▸ EXTRACT PROVIDED
— begin —
As shown in Fig. 1a, XRD patterns of AgI and BiSI samples are consistent with the standard XRD patterns of hexagonal AgI (JCPDS No. 09–0374) and orthorhombic BiSI (JCPDS No. 43–0652) references (Sun et al., 2021; Wang et al., 2021), respectively. All AgI/BiSI composites exhibited the characteristic peaks of AgI and BiSI. The peaks of AgI in the AgI/BiSI composites became stronger with the increase of AgI content, and it confirmed the increasing content of AgI in the composites. Meanwhile, XPS measurements were also employed to analyze the composition and charge transfer of AgI/BiSI composites. The XPS survey spectra confirmed the presence of Ag, I, Bi and S elements in the AgI/BiSI composites (Fig. 1b), which agreed well with the XRD results. Compared with the AgI, the Ag 3d XPS peaks of AgI/BiSI composite shifted to lower binding energies (Fig. 1c) (Atuchin et al., 2007). As for the Bi 4f and S 2p XPS spectra, the peak positions of AgI/BiSI composite shifted to higher binding energies than that of BiSI (Fig. 1d) (Atuchin et al., 2010; Atuchin et al., 2011). These results indicated that a strong interface interaction between BiSI and AgI, and the electrons from BiSI could transfer to AgI in the dark, suggesting the formation of a AgI/BiSI heterojunction (Wu and Song, 2023; Li et al., 2021). Therefore, the negative and positive charges could be accumulated in the AgI and BiSI, respectively (Wang et al., 2022). The redistribution of charges would be beneficial to the separation of photogenerated carriers and the improvement of photocatalytic performances (Zhang et al., 2023). In addition, the Hall effect measurements were adopted to determine the electrical conduction types of AgI and BiSI samples. In Table S1, it can be seen that that the AgI and BiSI samples exhibit p-type and n-type conductivities, respectively, which is consistent with the reported results (Quarta et al., 2022; Liu et al., 2020).
— end —
▸ STATED TASK 1
Answer these from the AgI/BiSI passage, one line each:
(a) Which JCPDS number is given for the hexagonal AgI reference?
(b) Compared with BiSI, which way did the Bi 4f and S 2p peak positions of the composite shift?
(c) What conductivity type did the Hall effect measurements show for BiSI?
▸ STATED TASK 2
Name every element whose presence in the composites the XPS survey spectra confirmed, according to the AgI/BiSI passage.
▸ STATED TASK 3
Carry on the AgI/BiSI passage from its final sentence.

▸ RAW DATA
— begin —
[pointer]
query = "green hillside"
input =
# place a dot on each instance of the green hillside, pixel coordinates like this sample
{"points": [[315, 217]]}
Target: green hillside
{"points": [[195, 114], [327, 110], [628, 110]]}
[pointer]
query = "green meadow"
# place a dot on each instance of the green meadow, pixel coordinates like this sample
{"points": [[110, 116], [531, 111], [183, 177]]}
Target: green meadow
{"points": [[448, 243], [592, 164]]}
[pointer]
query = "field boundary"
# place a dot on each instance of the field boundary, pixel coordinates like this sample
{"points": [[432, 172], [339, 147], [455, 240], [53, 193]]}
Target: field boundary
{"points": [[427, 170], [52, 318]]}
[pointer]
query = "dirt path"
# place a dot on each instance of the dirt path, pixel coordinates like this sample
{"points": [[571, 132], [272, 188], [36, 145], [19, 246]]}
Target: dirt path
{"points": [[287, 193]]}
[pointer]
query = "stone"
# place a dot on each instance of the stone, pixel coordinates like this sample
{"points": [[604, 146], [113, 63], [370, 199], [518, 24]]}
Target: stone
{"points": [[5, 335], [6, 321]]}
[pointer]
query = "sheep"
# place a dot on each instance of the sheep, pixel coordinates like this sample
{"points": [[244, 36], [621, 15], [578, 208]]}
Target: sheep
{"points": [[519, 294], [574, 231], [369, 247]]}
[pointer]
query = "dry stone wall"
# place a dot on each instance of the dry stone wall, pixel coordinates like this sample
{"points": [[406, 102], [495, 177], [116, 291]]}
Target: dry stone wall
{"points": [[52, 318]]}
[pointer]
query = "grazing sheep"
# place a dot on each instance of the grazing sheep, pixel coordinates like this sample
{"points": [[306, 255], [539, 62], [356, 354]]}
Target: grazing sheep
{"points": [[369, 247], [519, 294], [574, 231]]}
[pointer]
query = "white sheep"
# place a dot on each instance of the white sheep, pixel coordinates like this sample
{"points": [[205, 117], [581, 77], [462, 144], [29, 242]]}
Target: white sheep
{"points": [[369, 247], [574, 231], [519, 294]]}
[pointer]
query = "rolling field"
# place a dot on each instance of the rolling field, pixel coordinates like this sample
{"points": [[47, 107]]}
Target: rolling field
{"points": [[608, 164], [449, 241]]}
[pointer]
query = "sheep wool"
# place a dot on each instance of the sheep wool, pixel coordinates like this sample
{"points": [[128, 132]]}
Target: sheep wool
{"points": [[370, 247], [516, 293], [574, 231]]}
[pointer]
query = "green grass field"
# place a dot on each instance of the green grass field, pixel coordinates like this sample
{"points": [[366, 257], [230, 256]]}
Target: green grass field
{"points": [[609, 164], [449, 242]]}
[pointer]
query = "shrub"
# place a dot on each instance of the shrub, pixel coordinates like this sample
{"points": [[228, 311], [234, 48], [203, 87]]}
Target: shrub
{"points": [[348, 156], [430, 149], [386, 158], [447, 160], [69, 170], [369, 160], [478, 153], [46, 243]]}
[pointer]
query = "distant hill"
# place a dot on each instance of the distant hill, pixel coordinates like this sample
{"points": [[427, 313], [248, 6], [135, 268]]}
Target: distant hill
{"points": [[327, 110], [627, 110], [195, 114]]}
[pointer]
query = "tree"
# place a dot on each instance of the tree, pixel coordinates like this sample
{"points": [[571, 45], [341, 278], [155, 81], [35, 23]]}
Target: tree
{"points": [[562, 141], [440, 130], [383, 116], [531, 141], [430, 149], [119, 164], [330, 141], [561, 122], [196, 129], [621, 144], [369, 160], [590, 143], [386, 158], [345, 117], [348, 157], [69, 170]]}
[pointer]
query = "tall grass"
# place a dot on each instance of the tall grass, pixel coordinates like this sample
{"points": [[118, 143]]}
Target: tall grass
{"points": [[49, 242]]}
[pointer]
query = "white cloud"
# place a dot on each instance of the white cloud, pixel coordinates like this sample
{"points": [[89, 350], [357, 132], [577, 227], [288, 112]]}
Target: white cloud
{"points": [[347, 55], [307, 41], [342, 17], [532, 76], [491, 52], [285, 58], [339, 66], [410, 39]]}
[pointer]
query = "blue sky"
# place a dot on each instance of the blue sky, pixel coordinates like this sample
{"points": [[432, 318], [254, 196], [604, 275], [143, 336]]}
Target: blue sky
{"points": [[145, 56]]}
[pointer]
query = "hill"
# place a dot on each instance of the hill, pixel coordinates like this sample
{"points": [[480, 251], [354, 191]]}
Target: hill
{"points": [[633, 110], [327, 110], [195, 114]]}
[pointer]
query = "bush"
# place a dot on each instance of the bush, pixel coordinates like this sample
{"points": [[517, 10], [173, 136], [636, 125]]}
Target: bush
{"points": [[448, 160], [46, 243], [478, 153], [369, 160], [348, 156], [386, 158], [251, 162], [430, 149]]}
— end —
▸ EXERCISE OUTPUT 1
(a) JCPDS No. 09–0374
(b) To higher binding energies
(c) n-type

▸ EXERCISE OUTPUT 2
Ag, I, Bi, S

▸ EXERCISE OUTPUT 3
(a) XRD patterns of AgI, BiSI, and AgI/BiSI composites. (b-d) XPS spectra of AgI, BiSI, and 3AgI/BiSI: (b) Survey, (c) Ag 3d, (d) Bi 4f and S 2p.
Fig. 1
(a) XRD patterns of AgI, BiSI, and AgI/BiSI composites. (b-d) XPS spectra of AgI, BiSI, and 3AgI/BiSI: (b) Survey, (c) Ag 3d, (d) Bi 4f and S 2p.

The morphology features of BiSI, AgI and 3AgI/BiSI composites were displayed by SEM images. As seen in Fig. 2a-b, the BiSI sample presented an ultralong rodlike structure and relatively smooth surface. From Fig. 2c, it can be found that the AgI sample was composed of nanoparticles. As for the SEM image of 3AgI/BiSI (Fig. 2d), a large number of AgI nanoparticles were tightly attached to the surface of rodlike BiSI. Based on the above analysis results, it was predicted that the AgI/BiSI p-n heterojunction was successfully constructed.

SEM images of (a) BiSI (scale bar = 10 µm), (b) AgI (scale bar = 5 µm), and (c) 3AgI/BiSI (scale bar = 5 µm). (d) A TEM image of (d) 3AgI/BiSI (scale bar = 500 nm).
Fig. 2
SEM images of (a) BiSI (scale bar = 10 µm), (b) AgI (scale bar = 5 µm), and (c) 3AgI/BiSI (scale bar = 5 µm). (d) A TEM image of (d) 3AgI/BiSI (scale bar = 500 nm).

3.2

3.2 Optical and electrochemical properties

The optical property and energy band structure of samples were investigated by UV–Vis DRS and valence band XPS (VB-XPS) analyses. As presented in Fig. 3a, the AgI, BiSI, and 3AgI/BiSI samples exhibited strong absorption of visible light. Additionally, the band gaps (Eg) of AgI and BiSI were determined by the plotting of (αhν)2/n versus photon energy (hν) (Fig. 3b-c). For direct transition AgI and indirect transition BiSI (Audzijonis et al., 2010; Zhou et al., 2021; Jatav et al., 2021; Zhou et al., 2019), n is 1 and 4, respectively. Consequently, the Eg values of the AgI and BiSI were calculated to be 2.65 and 1.39 eV, respectively. As displayed in Fig. 3d-e, the VB potentials (EVB-XPS) of AgI and BiSI were estimated to be 1.16 and 0.92 eV vs. vacuum level, respectively. The VB potential of normal hydrogen electrode (EVB-NHE, pH = 7) could be calculated according to the Eq. (1) (Zhang et al., 2021):

(1)
E VB - N H E = Φ + E VB - X P S - 4.44 where Φ is the work function (4.35 eV) of the XPS analyzer. Therefore, the EVB-NHE of AgI and BiSI was calculated to be 1.07 and 0.83 eV, respectively. Combined with the obtained Eg values estimated by DRS spectra, the conduction band potentials (ECB) of AgI and BiSI were calculated to be −1.58 and −0.56 eV, respectively.
(a) UV–Vis DRS of AgI, BiSI, and 3AgI/BiSI. (b, c) Band gaps and (d, e) VB-XPS spectra of AgI and BiSI.
Fig. 3
(a) UV–Vis DRS of AgI, BiSI, and 3AgI/BiSI. (b, c) Band gaps and (d, e) VB-XPS spectra of AgI and BiSI.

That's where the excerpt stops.